Le paiement par la Barclays d’une amende d’un montant considérable (365 millions d’euros) n’aurait dû être qu’une façon de tourner la page sur des événements datant de plusieurs années déjà. D’autant qu’il est clair que dans l’affaire du LIBOR, la Barclays était parmi les seize banques, l’une des moins coupables certainement, et ayant fait preuve de bonne volonté en coopérant avec les autorités, ceci expliquant d’ailleurs le rabais de 30% dont elle bénéficie en Grande-Bretagne sur le montant de l’amende.
Il serait caricatural de n’évoquer qu’un « simple exercice de com ayant mal tourné » puisqu’il s’agit quand même de décisions de justice, mais les régulateurs auraient pu espérer que le point final mis à l’affaire serait reçu par le public avec la même indifférence que celui-ci avait témoignée lorsqu’elle éclata en avril 2008. Il n’en a rien été. Comment expliquer alors ce retard à l’allumage de quatre ans dans l’indignation du public ?
L’explication nécessite ce que le physicien appelle un effet « non-linéaire » : le passage d’un seuil faisant qu’une situation change soudain de nature. On pense au Magicien d’Oz (1900) de Frank Baum, où l’ouverture accidentelle d’un rideau fait découvrir que le monde enchanté (métaphore du système monétaire américain) n’est qu’un artifice mis en scène par un vieillard poussant des manettes.
Ce qui a brutalement levé le rideau pour les Britanniques et leur a indiqué sous quelle lumière l’affaire du LIBOR devait être vue, c’est bien sûr l’affaire Murdoch.
Les Britanniques découvriraient en 2011 que 4.000 d’entre eux avaient leur boîte vocale piratée par News of the World, organe de presse « de caniveau » appartenant à l’empire de presse de Rupert Murdoch, Australien d’origine devenu Américain. Parmi les victimes : des vedettes, des membres de la famille royale, mais aussi des sans-grade : soldats de retour d’Afghanistan, rescapés d’attentats londoniens.

__________________________________________________

# CONSIGNE 1:
Recopiez sans aucune modification le passage du texte sur l'affaire du LIBOR qui va de « Il serait caricatural » à « du public ? ».
# CONSIGNE 2:
Extrayez des enregistrements, à l'identique, toutes les lignes depuis celle qui contient « Seedling-scouting request: tag the bride's face » jusqu'à la fin des enregistrements, cette première ligne comprise.

__________________________________________________

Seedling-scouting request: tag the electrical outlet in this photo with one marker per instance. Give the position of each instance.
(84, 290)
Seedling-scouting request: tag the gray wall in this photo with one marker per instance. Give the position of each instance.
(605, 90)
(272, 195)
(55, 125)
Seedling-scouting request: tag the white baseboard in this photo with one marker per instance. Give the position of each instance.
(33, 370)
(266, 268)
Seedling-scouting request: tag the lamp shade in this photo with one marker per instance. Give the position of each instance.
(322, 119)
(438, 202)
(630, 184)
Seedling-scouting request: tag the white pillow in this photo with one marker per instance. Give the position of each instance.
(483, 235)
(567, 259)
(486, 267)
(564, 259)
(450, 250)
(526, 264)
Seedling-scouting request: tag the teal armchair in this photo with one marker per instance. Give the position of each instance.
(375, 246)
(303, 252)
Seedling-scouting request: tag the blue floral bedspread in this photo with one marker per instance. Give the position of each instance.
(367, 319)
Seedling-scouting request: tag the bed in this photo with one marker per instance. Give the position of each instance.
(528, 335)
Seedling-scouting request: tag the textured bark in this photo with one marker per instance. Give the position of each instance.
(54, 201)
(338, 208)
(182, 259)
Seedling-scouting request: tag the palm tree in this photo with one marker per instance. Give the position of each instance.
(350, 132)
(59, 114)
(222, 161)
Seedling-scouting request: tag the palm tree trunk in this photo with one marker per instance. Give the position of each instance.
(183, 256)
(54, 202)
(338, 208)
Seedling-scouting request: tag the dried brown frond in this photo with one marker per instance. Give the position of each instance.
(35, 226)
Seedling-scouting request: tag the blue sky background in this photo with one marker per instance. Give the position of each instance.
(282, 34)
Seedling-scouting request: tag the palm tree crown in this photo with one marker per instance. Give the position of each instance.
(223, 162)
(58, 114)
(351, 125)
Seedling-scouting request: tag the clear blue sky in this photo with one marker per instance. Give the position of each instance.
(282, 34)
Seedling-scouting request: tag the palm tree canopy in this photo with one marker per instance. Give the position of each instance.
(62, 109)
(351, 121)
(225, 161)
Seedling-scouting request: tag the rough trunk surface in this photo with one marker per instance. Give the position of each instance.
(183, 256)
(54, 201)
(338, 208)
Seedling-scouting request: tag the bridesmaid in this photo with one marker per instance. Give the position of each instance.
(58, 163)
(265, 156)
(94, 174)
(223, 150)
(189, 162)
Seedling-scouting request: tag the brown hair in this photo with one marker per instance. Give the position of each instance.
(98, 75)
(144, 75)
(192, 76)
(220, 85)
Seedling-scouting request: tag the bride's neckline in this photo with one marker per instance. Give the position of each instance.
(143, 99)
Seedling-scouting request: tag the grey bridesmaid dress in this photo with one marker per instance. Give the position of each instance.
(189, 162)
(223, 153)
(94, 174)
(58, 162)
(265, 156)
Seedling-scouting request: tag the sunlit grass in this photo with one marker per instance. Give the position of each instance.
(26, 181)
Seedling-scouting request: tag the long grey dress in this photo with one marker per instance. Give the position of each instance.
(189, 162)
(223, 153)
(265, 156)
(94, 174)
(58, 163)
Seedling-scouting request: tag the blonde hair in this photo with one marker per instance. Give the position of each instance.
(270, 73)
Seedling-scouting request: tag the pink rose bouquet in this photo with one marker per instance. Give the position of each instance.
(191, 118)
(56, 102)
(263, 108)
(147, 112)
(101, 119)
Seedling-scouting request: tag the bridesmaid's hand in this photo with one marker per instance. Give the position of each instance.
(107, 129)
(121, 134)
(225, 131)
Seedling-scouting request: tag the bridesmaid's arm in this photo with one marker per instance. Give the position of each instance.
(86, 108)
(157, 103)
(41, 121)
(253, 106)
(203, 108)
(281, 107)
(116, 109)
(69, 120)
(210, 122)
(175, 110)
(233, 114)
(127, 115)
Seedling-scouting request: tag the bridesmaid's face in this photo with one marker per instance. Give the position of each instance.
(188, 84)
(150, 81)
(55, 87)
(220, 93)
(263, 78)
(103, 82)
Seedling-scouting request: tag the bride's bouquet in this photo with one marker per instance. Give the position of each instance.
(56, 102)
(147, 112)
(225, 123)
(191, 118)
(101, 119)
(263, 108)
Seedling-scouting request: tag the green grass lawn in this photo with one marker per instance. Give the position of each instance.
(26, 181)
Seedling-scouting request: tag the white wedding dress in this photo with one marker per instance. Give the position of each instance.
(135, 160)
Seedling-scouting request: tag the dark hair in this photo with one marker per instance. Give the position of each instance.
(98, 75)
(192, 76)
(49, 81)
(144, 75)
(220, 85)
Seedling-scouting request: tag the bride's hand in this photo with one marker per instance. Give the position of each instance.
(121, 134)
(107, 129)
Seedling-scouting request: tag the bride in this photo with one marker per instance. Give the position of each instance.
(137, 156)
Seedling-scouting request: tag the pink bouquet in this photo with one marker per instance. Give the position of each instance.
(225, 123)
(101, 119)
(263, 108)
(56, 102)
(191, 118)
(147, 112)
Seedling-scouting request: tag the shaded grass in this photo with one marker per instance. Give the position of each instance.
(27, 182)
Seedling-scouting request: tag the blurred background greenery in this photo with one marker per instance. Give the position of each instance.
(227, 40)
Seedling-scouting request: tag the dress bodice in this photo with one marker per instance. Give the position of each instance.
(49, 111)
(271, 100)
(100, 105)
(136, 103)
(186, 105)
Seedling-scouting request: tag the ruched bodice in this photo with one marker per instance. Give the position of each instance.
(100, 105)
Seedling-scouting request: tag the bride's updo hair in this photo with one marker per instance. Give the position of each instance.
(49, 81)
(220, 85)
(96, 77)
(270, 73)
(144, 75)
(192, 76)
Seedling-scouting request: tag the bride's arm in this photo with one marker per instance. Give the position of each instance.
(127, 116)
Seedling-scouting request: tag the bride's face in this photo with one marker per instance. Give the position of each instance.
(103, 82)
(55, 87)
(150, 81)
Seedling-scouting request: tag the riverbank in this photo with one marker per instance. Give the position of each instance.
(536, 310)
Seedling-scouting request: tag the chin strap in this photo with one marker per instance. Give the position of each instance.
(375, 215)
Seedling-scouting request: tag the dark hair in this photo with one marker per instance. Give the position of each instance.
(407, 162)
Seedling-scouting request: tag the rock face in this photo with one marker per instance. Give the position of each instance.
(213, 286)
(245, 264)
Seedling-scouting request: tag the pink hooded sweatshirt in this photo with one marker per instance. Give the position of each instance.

__________________________________________________

# RÉPONSE COMPLÈTE 1:
Il serait caricatural de n’évoquer qu’un « simple exercice de com ayant mal tourné » puisqu’il s’agit quand même de décisions de justice, mais les régulateurs auraient pu espérer que le point final mis à l’affaire serait reçu par le public avec la même indifférence que celui-ci avait témoignée lorsqu’elle éclata en avril 2008. Il n’en a rien été. Comment expliquer alors ce retard à l’allumage de quatre ans dans l’indignation du public ?

# RÉPONSE COMPLÈTE 2:
Seedling-scouting request: tag the bride's face in this photo with one marker per instance. Give the position of each instance.
(103, 82)
(55, 87)
(150, 81)
Seedling-scouting request: tag the riverbank in this photo with one marker per instance. Give the position of each instance.
(536, 310)
Seedling-scouting request: tag the chin strap in this photo with one marker per instance. Give the position of each instance.
(375, 215)
Seedling-scouting request: tag the dark hair in this photo with one marker per instance. Give the position of each instance.
(407, 162)
Seedling-scouting request: tag the rock face in this photo with one marker per instance. Give the position of each instance.
(213, 286)
(245, 264)
Seedling-scouting request: tag the pink hooded sweatshirt in this photo with one marker per instance. Give the position of each instance.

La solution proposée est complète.